About the job
Join the Fleet team at OpenAI, where we empower groundbreaking research and innovative product development by maintaining a robust computing environment. Our team manages extensive systems that encompass data centers, GPUs, and networking, ensuring peak performance, high availability, and efficiency. Our mission is to facilitate the seamless operation of OpenAI's models at scale, supporting both internal research initiatives and external products such as ChatGPT, while prioritizing safety, reliability, and responsible AI deployment over unchecked expansion.
About the Position
As a Software Engineer specializing in Operating Systems & Orchestration, you will play a crucial role in developing systems that manage our hardware, configurations, vendors, and the teams utilizing our infrastructure. Your work will involve designing and implementing solutions that fuse individual nodes and servers into cohesive clusters, directly enhancing the AI research experience. This role is located in San Francisco, CA, and follows a hybrid work model, requiring three days in the office each week. We also provide relocation assistance for new hires.
Key Responsibilities:
Architect and develop systems to manage extensive cloud and bare-metal infrastructures at scale.
Create tools that correlate low-level hardware metrics with high-level job scheduling and cluster management algorithms.
Utilize Large Language Models (LLMs) to streamline vendor operations and enhance infrastructure workflows.
Automate infrastructure processes to minimize repetitive tasks and bolster system reliability.
Work collaboratively with hardware, infrastructure, and research teams to ensure smooth integration across all components.
Continuously refine tools, automation, processes, and documentation to boost operational effectiveness.
Ideal Candidate Profile:
Demonstrates strong software engineering capabilities with experience in large-scale infrastructure environments.
Possesses extensive knowledge of cluster-level systems (e.g., Kubernetes, CI/CD pipelines, Terraform, cloud platforms).
Has deep expertise in server-level systems (e.g., systems, containerization, Chef, Linux kernels, firmware management, host routing).
Is passionate about enhancing the performance and reliability of large compute fleets.
Thrives in fast-paced environments and is eager to tackle complex challenges.

▶ [Things to do]:
A) Answer from the job posting:
(i) Which team at OpenAI is hiring for this role?
(ii) How many days a week must the engineer be in the office?
(iii) What are Large Language Models to be used for in this role?
B) Reproduce the part of the job posting that begins at the words "Utilize Large Language" and ends after "bolster system reliability.".
The records have no connection to the job posting.

▶ [Provided records]:
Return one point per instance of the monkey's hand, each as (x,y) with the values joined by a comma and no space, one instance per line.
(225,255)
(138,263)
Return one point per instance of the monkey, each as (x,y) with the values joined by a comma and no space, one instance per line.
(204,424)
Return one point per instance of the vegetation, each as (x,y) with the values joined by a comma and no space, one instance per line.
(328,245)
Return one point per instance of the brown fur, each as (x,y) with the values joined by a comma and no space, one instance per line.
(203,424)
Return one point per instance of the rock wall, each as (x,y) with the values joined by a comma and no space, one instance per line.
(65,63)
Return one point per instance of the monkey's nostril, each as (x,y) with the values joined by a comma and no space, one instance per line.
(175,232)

▶ [Answers to each task]:
A)
(i) The Fleet team.
(ii) Three days.
(iii) To streamline vendor operations and enhance infrastructure workflows.

B)
Utilize Large Language Models (LLMs) to streamline vendor operations and enhance infrastructure workflows.
Automate infrastructure processes to minimize repetitive tasks and bolster system reliability.